Give everything in the records below from the line containing "Isolate reddish branch" down to the line containing "left=0, top=188, right=17, bottom=211", both included, as a JSON list of strings with one string per line and blank lines omitted. Leave the pictures out of the list.
+++ ENTRIES SHOWN
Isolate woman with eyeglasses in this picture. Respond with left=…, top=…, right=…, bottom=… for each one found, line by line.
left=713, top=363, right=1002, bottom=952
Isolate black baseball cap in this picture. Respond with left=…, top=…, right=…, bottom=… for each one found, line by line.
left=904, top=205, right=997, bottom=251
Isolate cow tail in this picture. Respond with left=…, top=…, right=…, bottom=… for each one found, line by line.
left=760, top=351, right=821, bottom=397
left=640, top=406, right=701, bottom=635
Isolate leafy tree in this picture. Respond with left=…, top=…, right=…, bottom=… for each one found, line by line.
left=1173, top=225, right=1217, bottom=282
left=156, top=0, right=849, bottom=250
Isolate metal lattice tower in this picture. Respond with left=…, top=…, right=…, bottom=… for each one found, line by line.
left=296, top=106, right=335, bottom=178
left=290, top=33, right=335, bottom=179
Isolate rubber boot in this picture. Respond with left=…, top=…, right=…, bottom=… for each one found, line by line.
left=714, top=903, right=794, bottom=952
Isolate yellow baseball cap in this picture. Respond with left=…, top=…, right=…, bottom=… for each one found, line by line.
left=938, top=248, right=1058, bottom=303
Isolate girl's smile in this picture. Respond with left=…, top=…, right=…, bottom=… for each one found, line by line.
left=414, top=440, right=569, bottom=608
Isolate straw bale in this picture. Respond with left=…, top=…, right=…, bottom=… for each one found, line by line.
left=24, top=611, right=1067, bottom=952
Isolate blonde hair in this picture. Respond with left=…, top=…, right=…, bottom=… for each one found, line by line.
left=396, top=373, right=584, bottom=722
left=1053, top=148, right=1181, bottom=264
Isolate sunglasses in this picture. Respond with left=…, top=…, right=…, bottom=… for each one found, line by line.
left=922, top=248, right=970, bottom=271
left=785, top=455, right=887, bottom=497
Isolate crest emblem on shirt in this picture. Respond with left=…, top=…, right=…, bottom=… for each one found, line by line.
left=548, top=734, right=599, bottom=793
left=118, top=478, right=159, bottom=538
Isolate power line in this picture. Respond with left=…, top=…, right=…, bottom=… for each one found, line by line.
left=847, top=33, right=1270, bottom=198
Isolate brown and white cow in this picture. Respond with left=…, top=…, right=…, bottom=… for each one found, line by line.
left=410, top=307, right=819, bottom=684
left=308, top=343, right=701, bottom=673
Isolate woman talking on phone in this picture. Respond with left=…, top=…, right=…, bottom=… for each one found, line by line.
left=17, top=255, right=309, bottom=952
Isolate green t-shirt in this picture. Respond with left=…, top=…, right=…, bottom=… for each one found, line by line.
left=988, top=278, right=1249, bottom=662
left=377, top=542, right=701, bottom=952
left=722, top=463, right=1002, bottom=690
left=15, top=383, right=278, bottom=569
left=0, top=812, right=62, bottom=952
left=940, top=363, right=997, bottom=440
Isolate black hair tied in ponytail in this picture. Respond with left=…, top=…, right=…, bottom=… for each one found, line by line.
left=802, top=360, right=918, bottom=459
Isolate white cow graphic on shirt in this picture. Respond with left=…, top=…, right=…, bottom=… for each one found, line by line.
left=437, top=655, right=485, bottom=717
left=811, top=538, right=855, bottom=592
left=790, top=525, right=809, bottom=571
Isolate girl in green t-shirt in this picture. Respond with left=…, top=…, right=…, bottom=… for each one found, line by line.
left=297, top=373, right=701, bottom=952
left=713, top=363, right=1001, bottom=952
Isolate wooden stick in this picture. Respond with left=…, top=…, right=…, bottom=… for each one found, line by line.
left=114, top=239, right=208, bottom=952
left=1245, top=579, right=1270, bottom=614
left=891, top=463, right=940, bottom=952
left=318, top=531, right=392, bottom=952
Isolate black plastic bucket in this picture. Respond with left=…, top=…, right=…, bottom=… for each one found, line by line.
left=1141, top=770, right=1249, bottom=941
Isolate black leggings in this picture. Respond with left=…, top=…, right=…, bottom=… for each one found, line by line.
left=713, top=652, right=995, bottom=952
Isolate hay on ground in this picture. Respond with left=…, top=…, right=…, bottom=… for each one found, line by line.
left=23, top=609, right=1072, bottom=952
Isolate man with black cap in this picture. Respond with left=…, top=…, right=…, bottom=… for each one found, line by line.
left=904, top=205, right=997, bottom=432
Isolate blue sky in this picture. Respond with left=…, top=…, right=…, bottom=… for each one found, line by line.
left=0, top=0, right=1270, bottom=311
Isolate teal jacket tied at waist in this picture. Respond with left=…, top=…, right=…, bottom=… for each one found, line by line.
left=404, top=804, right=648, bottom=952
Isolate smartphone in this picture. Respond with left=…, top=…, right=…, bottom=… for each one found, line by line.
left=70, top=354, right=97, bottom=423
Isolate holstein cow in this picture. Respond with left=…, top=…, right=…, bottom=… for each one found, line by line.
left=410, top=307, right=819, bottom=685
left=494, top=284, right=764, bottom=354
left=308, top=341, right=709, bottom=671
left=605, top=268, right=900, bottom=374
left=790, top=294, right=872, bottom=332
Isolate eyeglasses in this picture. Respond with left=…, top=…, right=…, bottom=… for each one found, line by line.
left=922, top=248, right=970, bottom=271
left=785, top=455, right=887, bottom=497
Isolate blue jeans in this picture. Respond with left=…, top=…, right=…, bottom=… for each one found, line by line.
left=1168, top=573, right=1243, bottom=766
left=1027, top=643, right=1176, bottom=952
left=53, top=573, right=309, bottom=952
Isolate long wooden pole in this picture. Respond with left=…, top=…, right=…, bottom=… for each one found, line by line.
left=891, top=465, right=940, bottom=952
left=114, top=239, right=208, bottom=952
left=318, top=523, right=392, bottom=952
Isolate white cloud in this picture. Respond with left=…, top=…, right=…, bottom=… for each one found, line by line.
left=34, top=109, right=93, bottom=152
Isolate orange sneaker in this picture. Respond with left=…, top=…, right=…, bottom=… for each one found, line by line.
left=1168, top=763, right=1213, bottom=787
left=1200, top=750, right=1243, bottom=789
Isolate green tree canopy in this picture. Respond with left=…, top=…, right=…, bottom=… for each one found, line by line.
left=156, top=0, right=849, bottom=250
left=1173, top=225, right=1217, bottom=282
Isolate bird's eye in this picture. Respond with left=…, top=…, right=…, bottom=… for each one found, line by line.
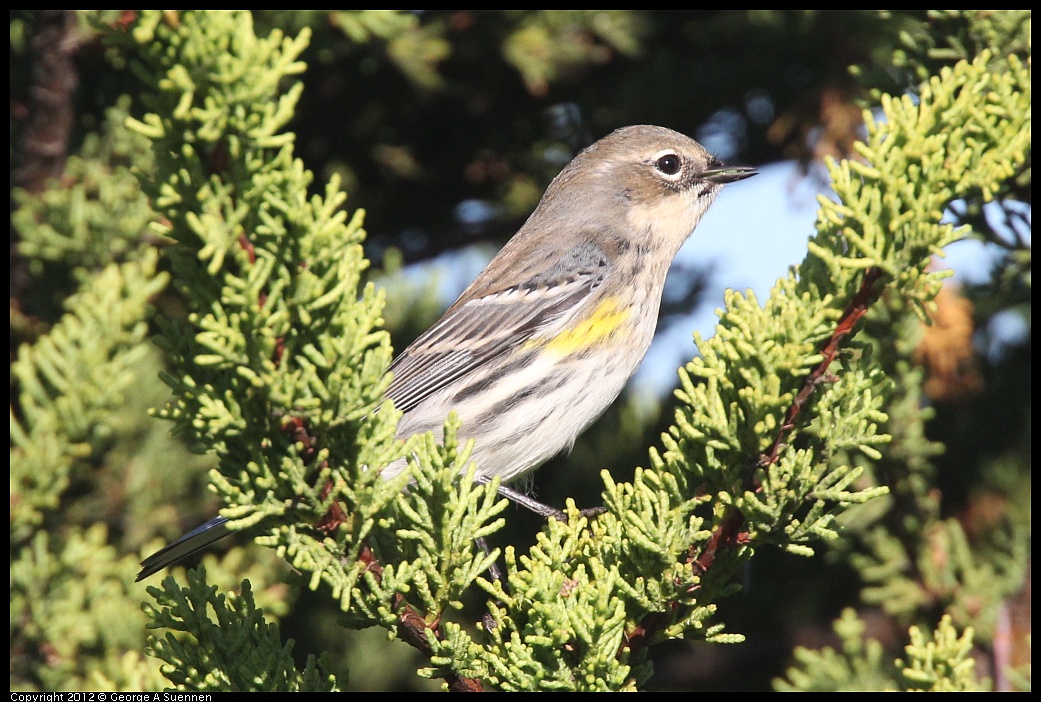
left=654, top=152, right=681, bottom=175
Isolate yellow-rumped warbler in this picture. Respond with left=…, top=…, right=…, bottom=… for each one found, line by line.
left=137, top=126, right=756, bottom=580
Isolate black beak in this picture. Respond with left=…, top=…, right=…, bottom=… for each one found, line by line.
left=702, top=160, right=759, bottom=185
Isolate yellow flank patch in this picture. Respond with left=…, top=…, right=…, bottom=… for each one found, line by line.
left=525, top=298, right=632, bottom=356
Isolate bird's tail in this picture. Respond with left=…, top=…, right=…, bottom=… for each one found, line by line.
left=137, top=517, right=231, bottom=582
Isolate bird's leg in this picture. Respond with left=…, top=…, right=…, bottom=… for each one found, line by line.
left=477, top=475, right=607, bottom=523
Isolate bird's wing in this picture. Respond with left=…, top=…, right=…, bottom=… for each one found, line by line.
left=387, top=271, right=603, bottom=412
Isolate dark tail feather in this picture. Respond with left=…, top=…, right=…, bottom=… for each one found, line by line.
left=137, top=517, right=231, bottom=582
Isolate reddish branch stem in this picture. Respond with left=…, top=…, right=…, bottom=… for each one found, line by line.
left=627, top=268, right=883, bottom=649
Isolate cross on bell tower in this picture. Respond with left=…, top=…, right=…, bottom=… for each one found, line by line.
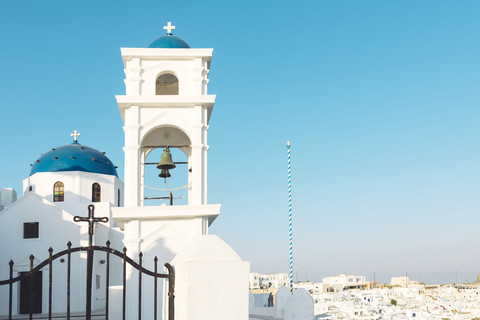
left=163, top=21, right=175, bottom=35
left=70, top=130, right=80, bottom=142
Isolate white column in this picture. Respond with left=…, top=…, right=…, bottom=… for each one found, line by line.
left=191, top=145, right=203, bottom=205
left=124, top=58, right=142, bottom=96
left=124, top=106, right=141, bottom=207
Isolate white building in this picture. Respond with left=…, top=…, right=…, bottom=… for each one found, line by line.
left=322, top=273, right=368, bottom=292
left=249, top=272, right=290, bottom=289
left=0, top=23, right=249, bottom=320
left=0, top=188, right=17, bottom=211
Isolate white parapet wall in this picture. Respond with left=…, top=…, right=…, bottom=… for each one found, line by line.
left=171, top=235, right=250, bottom=320
left=249, top=287, right=314, bottom=320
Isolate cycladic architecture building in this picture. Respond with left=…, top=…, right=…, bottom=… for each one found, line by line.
left=0, top=23, right=249, bottom=320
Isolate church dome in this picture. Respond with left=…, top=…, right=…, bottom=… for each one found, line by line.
left=30, top=142, right=118, bottom=177
left=148, top=33, right=190, bottom=48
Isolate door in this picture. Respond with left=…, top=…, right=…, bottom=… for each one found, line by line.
left=20, top=271, right=42, bottom=314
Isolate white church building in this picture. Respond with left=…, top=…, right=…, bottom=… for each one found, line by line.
left=0, top=23, right=250, bottom=320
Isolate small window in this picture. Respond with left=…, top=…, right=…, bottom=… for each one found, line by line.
left=92, top=182, right=102, bottom=202
left=23, top=222, right=38, bottom=239
left=155, top=73, right=178, bottom=95
left=53, top=181, right=65, bottom=202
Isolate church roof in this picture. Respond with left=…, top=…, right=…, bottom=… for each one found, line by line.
left=148, top=33, right=190, bottom=48
left=30, top=141, right=118, bottom=177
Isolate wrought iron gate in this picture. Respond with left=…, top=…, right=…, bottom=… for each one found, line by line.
left=0, top=205, right=175, bottom=320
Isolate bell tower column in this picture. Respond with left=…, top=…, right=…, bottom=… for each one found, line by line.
left=124, top=106, right=141, bottom=207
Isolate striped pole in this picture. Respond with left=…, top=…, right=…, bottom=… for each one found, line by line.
left=287, top=141, right=293, bottom=293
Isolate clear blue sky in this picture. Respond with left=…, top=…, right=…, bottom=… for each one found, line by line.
left=0, top=0, right=480, bottom=283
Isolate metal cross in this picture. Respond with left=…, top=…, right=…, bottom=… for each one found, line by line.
left=70, top=130, right=80, bottom=142
left=73, top=204, right=108, bottom=247
left=163, top=21, right=175, bottom=34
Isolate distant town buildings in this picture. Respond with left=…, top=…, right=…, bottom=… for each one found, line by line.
left=250, top=273, right=480, bottom=320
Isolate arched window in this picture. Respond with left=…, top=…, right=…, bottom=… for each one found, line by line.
left=53, top=181, right=65, bottom=202
left=92, top=182, right=102, bottom=202
left=155, top=73, right=178, bottom=95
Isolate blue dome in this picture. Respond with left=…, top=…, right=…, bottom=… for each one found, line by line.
left=30, top=142, right=118, bottom=177
left=148, top=33, right=190, bottom=48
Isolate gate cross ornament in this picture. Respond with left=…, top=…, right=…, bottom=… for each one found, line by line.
left=73, top=204, right=108, bottom=320
left=73, top=204, right=108, bottom=247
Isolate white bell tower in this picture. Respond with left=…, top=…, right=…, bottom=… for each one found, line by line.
left=111, top=23, right=220, bottom=318
left=116, top=26, right=215, bottom=207
left=112, top=23, right=220, bottom=257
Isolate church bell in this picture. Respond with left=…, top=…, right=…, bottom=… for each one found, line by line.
left=157, top=147, right=176, bottom=170
left=158, top=169, right=172, bottom=179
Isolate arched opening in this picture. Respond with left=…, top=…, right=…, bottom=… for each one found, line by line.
left=142, top=126, right=191, bottom=206
left=92, top=182, right=102, bottom=202
left=53, top=181, right=65, bottom=202
left=155, top=73, right=178, bottom=95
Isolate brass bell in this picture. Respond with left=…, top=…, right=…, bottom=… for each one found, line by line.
left=157, top=147, right=176, bottom=170
left=158, top=169, right=172, bottom=179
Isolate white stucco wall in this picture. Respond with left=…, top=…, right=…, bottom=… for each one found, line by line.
left=172, top=235, right=250, bottom=320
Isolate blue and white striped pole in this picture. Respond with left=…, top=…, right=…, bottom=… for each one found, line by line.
left=287, top=141, right=293, bottom=293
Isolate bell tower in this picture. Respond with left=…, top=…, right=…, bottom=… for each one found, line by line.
left=110, top=23, right=220, bottom=319
left=111, top=23, right=220, bottom=259
left=116, top=23, right=215, bottom=207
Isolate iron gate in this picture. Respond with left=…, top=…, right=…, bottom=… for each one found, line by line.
left=0, top=205, right=175, bottom=320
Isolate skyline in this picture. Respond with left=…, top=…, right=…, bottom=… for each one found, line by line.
left=0, top=1, right=480, bottom=283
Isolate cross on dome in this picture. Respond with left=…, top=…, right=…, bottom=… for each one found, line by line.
++++++
#### TASK ANSWER
[
  "Isolate reddish branch stem in this picture. Respond with left=…, top=…, right=…, bottom=… for each one found, line by line.",
  "left=627, top=268, right=883, bottom=649",
  "Isolate cross on bell tower in this picture. Respond with left=…, top=…, right=…, bottom=… for each one found, line by line.",
  "left=163, top=21, right=175, bottom=35",
  "left=70, top=130, right=80, bottom=142",
  "Isolate white column in this picture. Respond with left=…, top=…, right=…, bottom=… for each one found, line by line.",
  "left=191, top=145, right=203, bottom=205",
  "left=124, top=58, right=142, bottom=96",
  "left=124, top=106, right=141, bottom=207",
  "Isolate white building in this picture. Respond with left=…, top=…, right=…, bottom=… for each one found, line by line.",
  "left=322, top=273, right=368, bottom=292",
  "left=249, top=272, right=290, bottom=289",
  "left=0, top=23, right=249, bottom=320",
  "left=0, top=188, right=17, bottom=211"
]